OBJECTIVE -
All the data should come back exactly as it was given.

— Start of MATERIAL FOR THIS EXERCISE —

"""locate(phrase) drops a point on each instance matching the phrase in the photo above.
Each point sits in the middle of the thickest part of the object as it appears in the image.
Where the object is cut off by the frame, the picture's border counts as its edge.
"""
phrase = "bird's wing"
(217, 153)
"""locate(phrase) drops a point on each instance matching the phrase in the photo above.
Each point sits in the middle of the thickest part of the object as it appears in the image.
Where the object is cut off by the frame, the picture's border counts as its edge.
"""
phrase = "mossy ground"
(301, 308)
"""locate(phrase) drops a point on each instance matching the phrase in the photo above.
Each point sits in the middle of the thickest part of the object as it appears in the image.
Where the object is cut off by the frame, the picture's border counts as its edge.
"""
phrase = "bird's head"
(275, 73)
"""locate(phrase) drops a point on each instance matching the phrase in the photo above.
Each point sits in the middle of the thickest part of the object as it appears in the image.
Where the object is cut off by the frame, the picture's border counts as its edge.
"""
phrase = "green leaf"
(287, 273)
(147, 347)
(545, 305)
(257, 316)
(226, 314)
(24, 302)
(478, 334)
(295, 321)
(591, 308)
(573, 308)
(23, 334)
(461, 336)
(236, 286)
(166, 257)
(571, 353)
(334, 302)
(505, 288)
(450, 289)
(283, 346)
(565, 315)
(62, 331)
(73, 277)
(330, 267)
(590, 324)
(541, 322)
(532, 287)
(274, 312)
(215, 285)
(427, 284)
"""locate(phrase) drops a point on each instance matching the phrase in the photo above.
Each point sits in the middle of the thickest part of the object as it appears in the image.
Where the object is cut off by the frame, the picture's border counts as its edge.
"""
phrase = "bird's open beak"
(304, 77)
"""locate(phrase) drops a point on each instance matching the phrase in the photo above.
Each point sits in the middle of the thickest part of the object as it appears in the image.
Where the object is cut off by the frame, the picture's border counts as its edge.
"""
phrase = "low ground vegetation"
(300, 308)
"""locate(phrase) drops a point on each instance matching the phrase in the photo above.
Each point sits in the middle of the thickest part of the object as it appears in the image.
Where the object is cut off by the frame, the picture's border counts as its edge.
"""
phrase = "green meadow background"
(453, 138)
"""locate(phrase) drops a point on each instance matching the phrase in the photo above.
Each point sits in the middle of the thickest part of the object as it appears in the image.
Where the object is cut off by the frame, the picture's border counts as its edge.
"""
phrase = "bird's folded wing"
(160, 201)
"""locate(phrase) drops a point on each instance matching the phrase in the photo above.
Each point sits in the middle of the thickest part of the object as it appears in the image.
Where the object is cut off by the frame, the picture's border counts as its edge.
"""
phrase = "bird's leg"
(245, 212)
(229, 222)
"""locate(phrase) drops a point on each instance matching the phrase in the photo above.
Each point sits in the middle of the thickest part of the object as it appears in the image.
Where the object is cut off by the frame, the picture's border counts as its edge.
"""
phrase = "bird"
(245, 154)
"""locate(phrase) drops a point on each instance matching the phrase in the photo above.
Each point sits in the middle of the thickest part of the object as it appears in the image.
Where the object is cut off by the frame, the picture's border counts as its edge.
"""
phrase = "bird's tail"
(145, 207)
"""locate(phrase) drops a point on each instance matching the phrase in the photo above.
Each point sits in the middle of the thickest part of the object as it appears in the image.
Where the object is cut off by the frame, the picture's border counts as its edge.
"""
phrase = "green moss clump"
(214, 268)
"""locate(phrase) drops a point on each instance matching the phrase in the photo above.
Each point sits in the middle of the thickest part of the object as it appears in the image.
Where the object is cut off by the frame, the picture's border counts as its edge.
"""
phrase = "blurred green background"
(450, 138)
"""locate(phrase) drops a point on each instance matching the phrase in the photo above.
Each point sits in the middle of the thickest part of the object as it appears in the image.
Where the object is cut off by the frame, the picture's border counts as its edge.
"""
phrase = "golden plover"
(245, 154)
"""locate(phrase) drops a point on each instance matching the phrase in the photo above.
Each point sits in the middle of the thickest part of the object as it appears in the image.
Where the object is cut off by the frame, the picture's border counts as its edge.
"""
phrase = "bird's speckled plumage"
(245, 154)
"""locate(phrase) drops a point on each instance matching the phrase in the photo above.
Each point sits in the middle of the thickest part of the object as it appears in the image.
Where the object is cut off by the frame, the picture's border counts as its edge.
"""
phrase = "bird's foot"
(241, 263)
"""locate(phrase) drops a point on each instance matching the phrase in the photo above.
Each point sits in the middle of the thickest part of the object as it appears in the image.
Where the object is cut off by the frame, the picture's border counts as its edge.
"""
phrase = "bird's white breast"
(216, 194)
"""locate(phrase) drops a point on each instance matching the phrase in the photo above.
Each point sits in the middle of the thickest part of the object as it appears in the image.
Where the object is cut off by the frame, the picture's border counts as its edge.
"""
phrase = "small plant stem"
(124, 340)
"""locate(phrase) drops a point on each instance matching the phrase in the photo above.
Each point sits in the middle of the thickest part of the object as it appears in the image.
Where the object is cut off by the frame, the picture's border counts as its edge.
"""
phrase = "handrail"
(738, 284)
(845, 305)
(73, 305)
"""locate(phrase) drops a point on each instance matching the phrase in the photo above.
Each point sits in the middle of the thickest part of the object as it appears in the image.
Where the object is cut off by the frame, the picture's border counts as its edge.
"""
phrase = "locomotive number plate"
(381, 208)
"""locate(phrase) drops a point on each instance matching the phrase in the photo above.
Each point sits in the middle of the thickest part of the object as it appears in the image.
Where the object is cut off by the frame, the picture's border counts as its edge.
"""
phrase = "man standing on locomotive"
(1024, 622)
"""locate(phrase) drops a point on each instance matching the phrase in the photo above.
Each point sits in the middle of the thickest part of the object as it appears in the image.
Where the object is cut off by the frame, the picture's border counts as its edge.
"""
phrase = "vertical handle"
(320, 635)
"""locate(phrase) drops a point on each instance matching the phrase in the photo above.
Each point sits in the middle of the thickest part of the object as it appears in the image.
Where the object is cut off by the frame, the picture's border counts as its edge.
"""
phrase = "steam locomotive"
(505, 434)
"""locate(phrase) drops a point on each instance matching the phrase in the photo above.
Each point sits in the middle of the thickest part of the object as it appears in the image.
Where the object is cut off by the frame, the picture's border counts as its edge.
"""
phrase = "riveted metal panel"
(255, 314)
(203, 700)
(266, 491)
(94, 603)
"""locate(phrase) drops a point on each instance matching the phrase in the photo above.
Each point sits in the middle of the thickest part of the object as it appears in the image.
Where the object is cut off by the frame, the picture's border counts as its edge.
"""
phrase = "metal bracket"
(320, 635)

— End of MATERIAL FOR THIS EXERCISE —

SOLUTION FOR THIS EXERCISE -
"""locate(phrase) drops a point on each instance matching the phrase in the photo above.
Each point sits in the middle of the thickest part of the object as it appears in the image.
Where the object is cut off by the frame, the picture's border counts as its edge.
"""
phrase = "bird's wing"
(217, 153)
"""locate(phrase) drops a point on each instance matching the phrase in the photo above.
Each point sits in the middle of the thickest part of the object as it appears in the image.
Where the object is cut off by the frame, the picture's border counts as its edge.
"""
phrase = "mossy ground"
(301, 308)
"""locate(phrase) drops a point on each instance matching the phrase in the photo above.
Each point sits in the middle of the thickest part of the object as it appears in the image.
Where the object is cut off by the frame, the picture's border counts as its edge.
"""
phrase = "bird's head"
(275, 73)
"""locate(phrase) drops a point on each instance matching the phrase in the photo above.
Each point sits in the middle of the thickest part of the object as it appears in the image.
Where the object is cut off by the frame, the picture's border counts as its edge.
"""
phrase = "green leaf"
(287, 273)
(147, 347)
(545, 305)
(257, 316)
(226, 314)
(24, 302)
(478, 334)
(295, 321)
(591, 308)
(573, 308)
(23, 334)
(461, 336)
(236, 286)
(166, 257)
(571, 353)
(334, 302)
(505, 288)
(450, 289)
(283, 346)
(565, 315)
(62, 331)
(73, 277)
(330, 267)
(590, 324)
(541, 322)
(532, 287)
(274, 312)
(215, 285)
(427, 284)
"""locate(phrase) drops a point on each instance matching the phrase in the photo above.
Each point sits in the middle of the thickest part of the object as it appears in the image.
Where the object is cut off by the frame, the picture's border counts as its edge.
"""
phrase = "bird's open beak"
(304, 77)
"""locate(phrase) drops a point on each instance matching the phrase in the photo above.
Each point sits in the middle of the thickest part of the object as it appears in the image.
Where the object is cut off by the frame, the picture's border counts as its edge.
"""
phrase = "low ground vegetation"
(300, 308)
"""locate(phrase) drops a point on each instance matching the phrase in the photo above.
Each point sits in the middle of the thickest part of the object as it appears in the image.
Where the object is cut off by the frame, the picture's border counts as its edge.
"""
phrase = "green meadow background"
(453, 138)
"""locate(phrase) drops a point on each instance matching the phrase in the photo above.
Each point sits in the middle of the thickest part of the object as it appears in the image.
Where the object is cut off by the frame, the picture's border counts as its edge.
"""
phrase = "bird's folded wing"
(160, 201)
"""locate(phrase) drops a point on each instance matching the phrase in the photo above.
Each point sits in the middle of the thickest part of the object as it appears in the image.
Where the object is cut off by the frame, the picture's border counts as its edge.
"""
phrase = "bird's leg"
(245, 212)
(229, 222)
"""locate(phrase) drops a point on each instance matching the phrase in the photo above.
Each point sits in the middle of the thickest part of the object as it appears in the image.
Where the object is cut off by the frame, the picture's border counts as its edge.
"""
phrase = "bird"
(245, 154)
"""locate(phrase) drops a point on each instance matching the phrase in the photo above.
Each point sits in the middle of the thickest part of the object as it appears in the image.
Where the object is cut off by the frame, the picture's border counts as its edge.
"""
phrase = "bird's tail"
(145, 207)
"""locate(phrase) drops a point on each instance matching the phrase in the photo above.
Each point sits in the middle of the thickest part of the object as it appears in the image.
Where the object is cut off by the frame, the picture's border counts as its edge.
"""
phrase = "green moss clump"
(214, 268)
"""locate(phrase) drops a point on each instance matching the phrase in the photo above.
Each point sits in the middle of the thickest part of the object as it appears in the image.
Where the object is cut off by the frame, the picture's border counts as its edge.
"""
phrase = "blurred green background"
(450, 138)
"""locate(phrase) drops a point on each instance matching the phrase in the photo above.
Each point sits in the middle of the thickest part of the object as it appears in the image.
Where the object is cut off by the frame, the picture's border counts as its edge.
"""
phrase = "golden plover"
(245, 154)
"""locate(phrase) drops a point on each instance matching the phrase in the photo above.
Each point sits in the middle of the thickest part of the object as it appears in the image.
Where the object is cut off by the frame, the picture's border counts as its edge.
"""
phrase = "bird's speckled plumage"
(245, 154)
"""locate(phrase) drops a point on each instance matching the phrase in the photo above.
Each point sits in the middle of the thickest part of the object as it appears in the image.
Where the object is cut off by the frame, the picture's border counts as its edge.
"""
phrase = "bird's foot"
(241, 263)
"""locate(phrase) drops a point on each instance matching the phrase in the photo above.
Each point sits in the middle of the thickest part of the object as it appears in the image.
Where the object is cut off by the frame, the picture's border counts as its edge.
"""
phrase = "bird's white breast"
(216, 194)
"""locate(phrase) drops a point on each instance matching the phrase in the photo above.
Each point sits in the middle of the thickest part of the object as it appears in the image.
Where the object is cut off by the frame, the picture's border counts as its edge.
"""
phrase = "small plant stem"
(124, 340)
"""locate(phrase) drops a point on each instance matching the phrase in the photo above.
Each point sits in the middle of the thickest part of the object as it appears in the image.
Where the object is cut off by the frame, the picture's border counts as its edge.
"""
phrase = "handrail"
(738, 284)
(845, 305)
(73, 305)
"""locate(phrase) drops a point on each instance matching the phrase in the photo above.
Each point sits in the middle of the thickest part of the object as it appears in the image.
Where the object is cut off by the frame, the picture's border counts as its edge.
"""
phrase = "locomotive number plate"
(381, 208)
"""locate(phrase) drops a point on each instance matching the phrase in the photo above.
Each point sits in the middle of the thickest part of the object as it appears in the image.
Where the object is cut off by the frame, the picture's border counts as its edge.
"""
phrase = "man standing on locomotive"
(1024, 622)
"""locate(phrase) drops a point on each instance matching the phrase in the photo above.
Each point sits in the middle of the thickest part of the object as it appears in the image.
Where the object is cut off by the frame, the picture's border counts as its edge.
"""
phrase = "vertical handle"
(320, 635)
"""locate(phrase) drops a point on each instance matching the phrase in the photo above.
Each point sits in the middle of the thickest part of the object as it appears in the image.
Where the object is cut off by the frame, the picture's border counts as its edge.
"""
phrase = "steam locomotive"
(505, 434)
"""locate(phrase) drops a point on each instance matching the phrase in the photo above.
Each point sits in the middle of the thickest part of the object as it appears in the image.
Where the object is cut off by the frame, the picture's border counts as its edge.
"""
phrase = "riveted metal panel"
(255, 314)
(203, 700)
(266, 491)
(94, 603)
"""locate(phrase) drops a point on each instance matching the phrase in the photo above.
Each point sits in the middle of the thickest part of the object as it appears in the image.
Where the object is cut off by the frame, the picture's border counts as its edge.
"""
phrase = "metal bracket"
(320, 635)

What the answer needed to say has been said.